---- Given entries
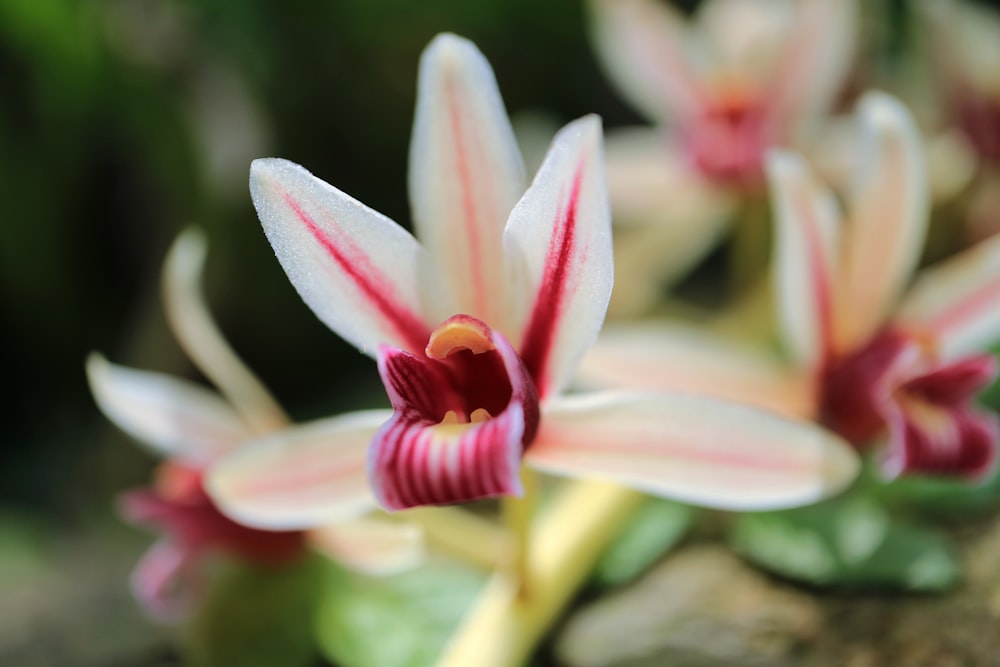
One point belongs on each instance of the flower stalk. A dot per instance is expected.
(503, 627)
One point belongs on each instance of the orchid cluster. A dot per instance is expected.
(509, 398)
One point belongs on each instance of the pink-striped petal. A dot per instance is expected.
(693, 449)
(558, 243)
(646, 49)
(199, 335)
(888, 208)
(371, 546)
(361, 273)
(164, 581)
(669, 357)
(302, 477)
(815, 59)
(463, 415)
(415, 463)
(174, 417)
(805, 256)
(465, 176)
(957, 302)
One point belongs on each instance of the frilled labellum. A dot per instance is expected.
(896, 383)
(727, 141)
(464, 412)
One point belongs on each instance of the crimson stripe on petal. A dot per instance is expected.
(545, 317)
(355, 264)
(414, 462)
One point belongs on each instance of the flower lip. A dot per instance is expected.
(898, 384)
(463, 415)
(468, 373)
(728, 139)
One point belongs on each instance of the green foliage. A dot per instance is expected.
(257, 617)
(850, 542)
(398, 621)
(651, 532)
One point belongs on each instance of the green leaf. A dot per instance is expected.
(850, 542)
(652, 531)
(257, 617)
(398, 621)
--------
- _Instruction_: Write out all of these rows again, requests included, adding 74 to every coordinate in the answers. Don't include the pictures in your answer.

- _The answer_:
One point belongs on each instance of the flower stalk. A dot per instance is expected.
(577, 701)
One point belongs on each instance of the orchid cluster. A dot per instance is expected.
(583, 472)
One point belongs on each instance of the pink-striped petal. A dot per instance is expected.
(767, 523)
(632, 317)
(720, 123)
(273, 409)
(962, 282)
(445, 620)
(435, 347)
(238, 655)
(743, 431)
(376, 551)
(889, 133)
(537, 489)
(489, 537)
(248, 491)
(879, 330)
(539, 250)
(1031, 376)
One point belongs on each instance of the frilled labellum. A dot per instance is expected.
(970, 457)
(801, 215)
(538, 486)
One point belongs on each instance of the crimson stripe on petal. A dot per instance is expected.
(619, 391)
(429, 338)
(488, 536)
One point belongs on each instance of the flower lip. A dot per instance is expected.
(972, 458)
(537, 489)
(542, 447)
(802, 213)
One point belongs on each instance of the green foliage. A dot per instance is expected.
(331, 691)
(924, 616)
(472, 695)
(725, 606)
One point belongs on each instance of the green leaf. A dot per instance is expected.
(924, 616)
(726, 605)
(331, 691)
(472, 695)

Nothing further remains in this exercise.